DESCRIPTION DU PROBLÈME. Renvoyez à l'identique le passage de l'extrait sur l'Église catholique en France qui va de « La tension s'accroît » jusqu'à « bien la rupture. » inclus.

EXTRAIT DE SOURCE.
------------------------

La tension s'accroît encore un peu plus, s'il est possible, lorsqu'au début de juin Mgr Lefebvre vient à Rome prononcer une conférence presque sous les fenêtres du Vatican, chez une grande dame, la princesse Elvina Pallavicini. Cette fois encore, il attaque le Saint-Siège. Paul VI, alors, lui adresse une nouvelle lettre : Mgr Lefebvre ayant annoncé son intention d'ordonner prêtres quatorze séminaristes d'Écône, le pape lui demande de n'en rien faire, car il provoquerait ainsi une « rupture irrémédiable ». Le 29 juin, à Écône, Mgr Lefebvre procède quand même à ces ordinations. Le Vatican ne réagit pas immédiatement. Mais, pour la plupart des observateurs, il n'y a guère de doute : c'est bien la rupture.

Par comparaison avec l'affaire Lefebvre, les autres problèmes posés à l'Église de France paraissent mineurs, même lorsqu'ils sont fondamentaux. Ainsi l'épiscopat publie-t-il un document sur les prêtres mariés, admettant que, dans les paroisses et sous certaines conditions, ceux-ci puissent remplir des « services d'Église couramment assurés par des laïcs » (on signale à ce propos que, depuis 1945, 2 544 prêtres séculiers français, sur un effectif variant autour de 40 000, ont quitté le ministère). La contestation interne de gauche, par ailleurs, perd encore de sa vivacité : en témoigne le départ de la communauté de Boquen (quatre jeunes laïcs et le P. Guy Luszinsky) qui, sans bruit, entourée de quelques centaines d'amis, quitte le 26 septembre 1976 l'ancienne abbaye cistercienne désormais confiée à des religieuses.

La main tendue

C'est encore dans le domaine politique que l'actualité est le plus chargée. La publication par le parti socialiste, à l'époque de la rentrée scolaire, d'un plan qui prévoit la nationalisation de l'enseignement privé suscite une protestation du Secrétariat de l'enseignement catholique, mais l'affaire s'éteint pratiquement d'elle-même.

Les relations entre catholiques et marxistes, elles, suscitent des débats plus vifs. Le 10 juin 1976, à Lyon, devant un grand concours de militants, Georges Marchais lance solennellement un appel aux chrétiens. Le 11 juillet, Mgr Léon-Arthur Elchinger, évêque de Strasbourg, lui répond, sans le citer. C'est pour dénoncer « les graves ambiguïtés qu'inclut la stratégie de la main tendue ». Il est possible aux catholiques, dit-il en substance, de coopérer sur certains points avec les marxistes, mais l'idéologie de ceux-ci, la sacralisation de la lutte des classes, les moyens qu'ils emploient, sont inacceptables. Le ton de Mgr Maziers, archevêque de Bordeaux, dans un texte officiel du 15 octobre, est quelque peu différent : mettre en lumière les dangereuses limites du marxiste, écrit-il, « est nécessaire mais ne suffit pas ».

------------------------

LISTE.
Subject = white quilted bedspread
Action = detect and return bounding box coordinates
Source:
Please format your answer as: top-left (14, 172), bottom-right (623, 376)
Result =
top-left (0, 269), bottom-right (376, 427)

------------------------

RÉPONSE AU PROBLÈME.
La tension s'accroît encore un peu plus, s'il est possible, lorsqu'au début de juin Mgr Lefebvre vient à Rome prononcer une conférence presque sous les fenêtres du Vatican, chez une grande dame, la princesse Elvina Pallavicini. Cette fois encore, il attaque le Saint-Siège. Paul VI, alors, lui adresse une nouvelle lettre : Mgr Lefebvre ayant annoncé son intention d'ordonner prêtres quatorze séminaristes d'Écône, le pape lui demande de n'en rien faire, car il provoquerait ainsi une « rupture irrémédiable ». Le 29 juin, à Écône, Mgr Lefebvre procède quand même à ces ordinations. Le Vatican ne réagit pas immédiatement. Mais, pour la plupart des observateurs, il n'y a guère de doute : c'est bien la rupture.